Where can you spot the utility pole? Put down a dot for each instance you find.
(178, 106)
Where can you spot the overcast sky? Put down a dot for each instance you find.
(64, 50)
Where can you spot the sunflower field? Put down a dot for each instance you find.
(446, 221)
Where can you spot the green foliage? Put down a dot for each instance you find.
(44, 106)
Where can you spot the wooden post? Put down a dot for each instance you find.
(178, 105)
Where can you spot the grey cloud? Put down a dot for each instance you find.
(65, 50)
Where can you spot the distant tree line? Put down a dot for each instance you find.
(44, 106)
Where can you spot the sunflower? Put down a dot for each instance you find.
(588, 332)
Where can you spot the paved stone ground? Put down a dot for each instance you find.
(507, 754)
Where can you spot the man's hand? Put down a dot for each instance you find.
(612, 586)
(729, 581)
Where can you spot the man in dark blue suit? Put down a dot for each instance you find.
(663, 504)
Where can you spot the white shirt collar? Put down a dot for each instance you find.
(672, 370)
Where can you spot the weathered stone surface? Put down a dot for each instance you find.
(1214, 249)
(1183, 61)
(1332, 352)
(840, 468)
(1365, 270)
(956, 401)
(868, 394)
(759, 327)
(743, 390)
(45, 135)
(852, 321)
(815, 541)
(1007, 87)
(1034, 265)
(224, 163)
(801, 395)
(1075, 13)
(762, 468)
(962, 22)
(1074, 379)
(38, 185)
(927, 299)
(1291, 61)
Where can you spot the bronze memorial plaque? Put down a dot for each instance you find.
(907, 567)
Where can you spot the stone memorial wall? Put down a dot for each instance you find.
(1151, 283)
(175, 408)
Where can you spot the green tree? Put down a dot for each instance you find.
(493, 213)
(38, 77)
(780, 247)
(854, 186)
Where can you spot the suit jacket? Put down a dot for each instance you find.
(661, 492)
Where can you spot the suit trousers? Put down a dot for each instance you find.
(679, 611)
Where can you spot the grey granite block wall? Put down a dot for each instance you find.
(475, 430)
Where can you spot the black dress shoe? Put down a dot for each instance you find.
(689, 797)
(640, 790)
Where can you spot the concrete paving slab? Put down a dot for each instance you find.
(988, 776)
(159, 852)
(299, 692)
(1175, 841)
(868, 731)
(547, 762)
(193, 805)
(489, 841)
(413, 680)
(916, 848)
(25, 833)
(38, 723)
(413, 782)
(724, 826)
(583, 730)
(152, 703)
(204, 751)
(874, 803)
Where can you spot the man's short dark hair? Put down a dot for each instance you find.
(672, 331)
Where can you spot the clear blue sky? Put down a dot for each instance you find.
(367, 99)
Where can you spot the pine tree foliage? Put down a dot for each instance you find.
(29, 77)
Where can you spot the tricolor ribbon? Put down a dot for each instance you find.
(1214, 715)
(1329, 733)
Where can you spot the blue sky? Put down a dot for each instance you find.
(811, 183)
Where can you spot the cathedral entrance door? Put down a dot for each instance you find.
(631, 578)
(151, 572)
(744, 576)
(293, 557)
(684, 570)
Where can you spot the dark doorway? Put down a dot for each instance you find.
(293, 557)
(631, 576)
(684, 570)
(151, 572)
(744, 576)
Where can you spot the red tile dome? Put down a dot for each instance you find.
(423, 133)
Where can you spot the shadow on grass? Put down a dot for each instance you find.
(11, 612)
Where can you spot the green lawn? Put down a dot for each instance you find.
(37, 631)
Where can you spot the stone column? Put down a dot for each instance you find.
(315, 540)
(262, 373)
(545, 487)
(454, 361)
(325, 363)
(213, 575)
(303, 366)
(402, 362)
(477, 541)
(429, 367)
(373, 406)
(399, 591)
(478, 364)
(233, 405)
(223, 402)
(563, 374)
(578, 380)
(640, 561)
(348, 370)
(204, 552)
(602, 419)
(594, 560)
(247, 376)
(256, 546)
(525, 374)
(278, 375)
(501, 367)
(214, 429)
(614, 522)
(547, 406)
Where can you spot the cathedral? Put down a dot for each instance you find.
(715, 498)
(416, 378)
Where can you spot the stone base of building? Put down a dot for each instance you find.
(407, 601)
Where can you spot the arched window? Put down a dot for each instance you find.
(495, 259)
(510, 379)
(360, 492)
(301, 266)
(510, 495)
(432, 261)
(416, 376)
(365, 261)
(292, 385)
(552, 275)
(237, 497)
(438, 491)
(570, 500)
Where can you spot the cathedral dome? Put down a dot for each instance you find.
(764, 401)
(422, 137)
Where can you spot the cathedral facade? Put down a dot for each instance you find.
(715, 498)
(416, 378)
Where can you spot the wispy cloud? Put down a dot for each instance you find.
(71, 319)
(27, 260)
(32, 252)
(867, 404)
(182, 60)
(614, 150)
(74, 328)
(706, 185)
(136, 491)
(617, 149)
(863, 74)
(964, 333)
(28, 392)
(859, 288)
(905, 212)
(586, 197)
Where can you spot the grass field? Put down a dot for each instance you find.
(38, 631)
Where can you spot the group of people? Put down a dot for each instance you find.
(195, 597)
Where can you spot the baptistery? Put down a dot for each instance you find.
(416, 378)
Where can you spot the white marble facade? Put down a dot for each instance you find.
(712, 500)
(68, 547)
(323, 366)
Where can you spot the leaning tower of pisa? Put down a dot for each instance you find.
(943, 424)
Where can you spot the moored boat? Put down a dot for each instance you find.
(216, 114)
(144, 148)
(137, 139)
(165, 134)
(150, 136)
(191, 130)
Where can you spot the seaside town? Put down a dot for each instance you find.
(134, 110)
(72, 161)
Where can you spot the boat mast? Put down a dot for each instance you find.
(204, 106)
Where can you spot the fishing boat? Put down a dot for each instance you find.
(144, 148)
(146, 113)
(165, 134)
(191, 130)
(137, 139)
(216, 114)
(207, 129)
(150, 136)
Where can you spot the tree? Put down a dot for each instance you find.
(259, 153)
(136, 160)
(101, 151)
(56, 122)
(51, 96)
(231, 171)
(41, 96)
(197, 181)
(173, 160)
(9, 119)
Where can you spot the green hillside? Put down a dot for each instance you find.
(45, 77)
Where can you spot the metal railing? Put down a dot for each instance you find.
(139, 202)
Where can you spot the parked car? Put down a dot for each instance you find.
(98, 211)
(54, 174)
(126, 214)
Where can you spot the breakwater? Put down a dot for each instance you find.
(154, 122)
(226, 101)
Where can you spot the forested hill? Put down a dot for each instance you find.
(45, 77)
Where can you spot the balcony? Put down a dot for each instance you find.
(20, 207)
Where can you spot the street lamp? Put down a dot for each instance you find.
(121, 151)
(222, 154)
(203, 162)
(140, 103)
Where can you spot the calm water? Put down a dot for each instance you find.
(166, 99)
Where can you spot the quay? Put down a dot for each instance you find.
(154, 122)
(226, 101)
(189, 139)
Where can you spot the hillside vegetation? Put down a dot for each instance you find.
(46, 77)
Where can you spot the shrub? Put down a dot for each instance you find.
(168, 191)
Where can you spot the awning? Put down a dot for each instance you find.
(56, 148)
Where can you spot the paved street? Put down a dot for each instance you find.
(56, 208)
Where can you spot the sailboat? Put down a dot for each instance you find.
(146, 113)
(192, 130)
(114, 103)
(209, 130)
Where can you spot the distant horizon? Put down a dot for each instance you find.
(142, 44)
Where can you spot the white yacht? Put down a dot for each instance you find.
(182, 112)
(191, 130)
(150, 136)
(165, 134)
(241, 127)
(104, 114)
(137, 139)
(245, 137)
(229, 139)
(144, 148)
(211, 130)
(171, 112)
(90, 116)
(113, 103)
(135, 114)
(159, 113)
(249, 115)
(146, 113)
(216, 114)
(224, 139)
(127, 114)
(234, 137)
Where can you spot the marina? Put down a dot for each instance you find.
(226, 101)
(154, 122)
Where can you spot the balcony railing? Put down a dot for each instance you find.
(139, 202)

--- --- ---

**Task objective:**
Give back exactly the lines from the line containing "Where can you spot the quay?" to the end of the entries, and no other lines.

**Result of this exercise:**
Where can you spot the quay? Put down a dot for each instance you find.
(154, 122)
(226, 101)
(189, 139)
Where can you spot the hillside vegetation? Put down a dot for each instance you find.
(46, 77)
Where can you spot the shrub? Put down a dot for each instance you find.
(168, 191)
Where can you spot the awning? Put down a dot for each instance you find.
(56, 148)
Where can you spot the paved street? Put down a dot for each instance you find.
(56, 208)
Where can you spot the sailboat? Put down a dot for each instance you find.
(146, 113)
(192, 130)
(114, 103)
(209, 130)
Where can you spot the distant horizon? Put down a dot for each instance you find.
(142, 44)
Where can you spot the white yacht? Put down a dot for each instance you find.
(182, 112)
(191, 130)
(150, 136)
(165, 134)
(241, 127)
(104, 114)
(137, 139)
(245, 137)
(229, 139)
(144, 148)
(211, 130)
(171, 112)
(90, 116)
(113, 103)
(135, 114)
(159, 113)
(249, 115)
(146, 113)
(216, 114)
(224, 139)
(127, 114)
(234, 137)
Where can you spot the marina? Put down a dot for each instance you find.
(226, 101)
(154, 122)
Where can you spot the balcony railing? Put down a dot for each instance you find.
(139, 202)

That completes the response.